▸ Text to read
Though many academics assert that it might now be old fashioned to analyse tensions between the two historically dominant perspectives of welfare vs justice, it is evident to practitioners that these tensions are at the root of differences of opinion in public, professional and political arenas, when deciding how to deal with children and young people who come before the criminal justice system. Though these approaches (and others that have developed) will be examined later in this chapter and in detail in Chapter 2, it is useful to briefly outline them here and analyse how they interact with models of childhood (see Hendrick, 2002m) and two mainstream criminological theories. Figure 1.1 attempts to simplify the polemic dominant theories of childhood, youth justice and criminology and highlight how they interact and overlap.

Examining Figure 1.1, it is clear that (i) the main perspectives of childhood, (ii) the dominant theoretical approaches to young offenders, and (iii) mainstream criminology, all share characteristics and are mutually supporting. The romantic model of childhood has a lot in common with the welfare approach to youth justice which in turn shares similarities with the school of positivism within criminology. Whereas, the evangelical model of childhood is reflected in the justice perspective of youth offending, which is in turn supported by the classical school of criminology. However, it is also clear that these two sets of three mutually supportive approaches are arguably oppositional polemic positions, and herein lies the ‘big dilemma’ in youth justice practice. The inability of successive governments (and indeed public opinion) to clearly recognise this dilemma and choose between these fundamentally different ways forward, continues to cause tensions within youth justice practice. Due to the elemental nature of this question, the polemics it raises and the fact that it taps into deep-seated and perhaps irresolvable academic arguments surrounding the nurture vs nature debate, it is doubtful that we will find any resolution to this issue.
Trends in Youth Offending
In order to conceptualise the youth crime problem, it is useful to examine the nature and extent of juvenile law breaking. Statistics indicate that during the period 1992 until 2003, there was a significant decline in detected juvenile criminality. Over that period, the total youth offending dropped by 27 per cent, despite public perceptions to the contrary (NACRO, 2009). However, the period from 2003–2007/8 witnessed an apparent reversal of that trend, with overall youth crime rising.

▸ Stated problem 1
Retype the part of the youth justice passage between "Though many academics" and "interact and overlap.", inclusive.
▸ Stated problem 2
According to the youth justice passage, by what percentage did total youth offending drop between 1992 and 2003?
Rely on the youth justice passage alone, without outside sources.

▸ Stored data
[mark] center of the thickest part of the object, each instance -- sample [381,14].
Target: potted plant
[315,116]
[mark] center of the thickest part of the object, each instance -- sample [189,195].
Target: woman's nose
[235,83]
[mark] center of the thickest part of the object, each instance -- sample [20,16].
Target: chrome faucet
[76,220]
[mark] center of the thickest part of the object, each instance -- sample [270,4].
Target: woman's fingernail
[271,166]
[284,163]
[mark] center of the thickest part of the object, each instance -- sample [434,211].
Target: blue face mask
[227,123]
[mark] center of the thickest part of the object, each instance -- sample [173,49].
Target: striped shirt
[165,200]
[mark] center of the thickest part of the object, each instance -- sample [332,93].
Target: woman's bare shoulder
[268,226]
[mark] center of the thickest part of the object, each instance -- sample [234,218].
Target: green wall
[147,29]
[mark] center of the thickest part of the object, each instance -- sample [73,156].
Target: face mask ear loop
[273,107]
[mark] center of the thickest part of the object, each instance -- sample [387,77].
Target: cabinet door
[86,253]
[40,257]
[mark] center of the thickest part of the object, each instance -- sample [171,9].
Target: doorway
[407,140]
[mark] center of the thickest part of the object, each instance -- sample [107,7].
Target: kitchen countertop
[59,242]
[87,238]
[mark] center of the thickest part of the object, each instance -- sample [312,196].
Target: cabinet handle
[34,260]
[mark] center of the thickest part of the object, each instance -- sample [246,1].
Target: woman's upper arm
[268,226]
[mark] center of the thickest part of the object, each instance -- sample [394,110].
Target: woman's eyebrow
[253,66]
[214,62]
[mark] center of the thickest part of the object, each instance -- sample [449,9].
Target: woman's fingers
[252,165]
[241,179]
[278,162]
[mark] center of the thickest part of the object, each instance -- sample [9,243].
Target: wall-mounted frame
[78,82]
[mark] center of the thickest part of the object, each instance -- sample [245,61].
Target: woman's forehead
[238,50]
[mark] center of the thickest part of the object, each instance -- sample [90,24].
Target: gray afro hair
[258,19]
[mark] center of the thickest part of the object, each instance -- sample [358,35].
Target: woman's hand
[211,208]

▸ Task output 1
Though many academics assert that it might now be old fashioned to analyse tensions between the two historically dominant perspectives of welfare vs justice, it is evident to practitioners that these tensions are at the root of differences of opinion in public, professional and political arenas, when deciding how to deal with children and young people who come before the criminal justice system. Though these approaches (and others that have developed) will be examined later in this chapter and in detail in Chapter 2, it is useful to briefly outline them here and analyse how they interact with models of childhood (see Hendrick, 2002m) and two mainstream criminological theories. Figure 1.1 attempts to simplify the polemic dominant theories of childhood, youth justice and criminology and highlight how they interact and overlap.

▸ Task output 2
27 percent.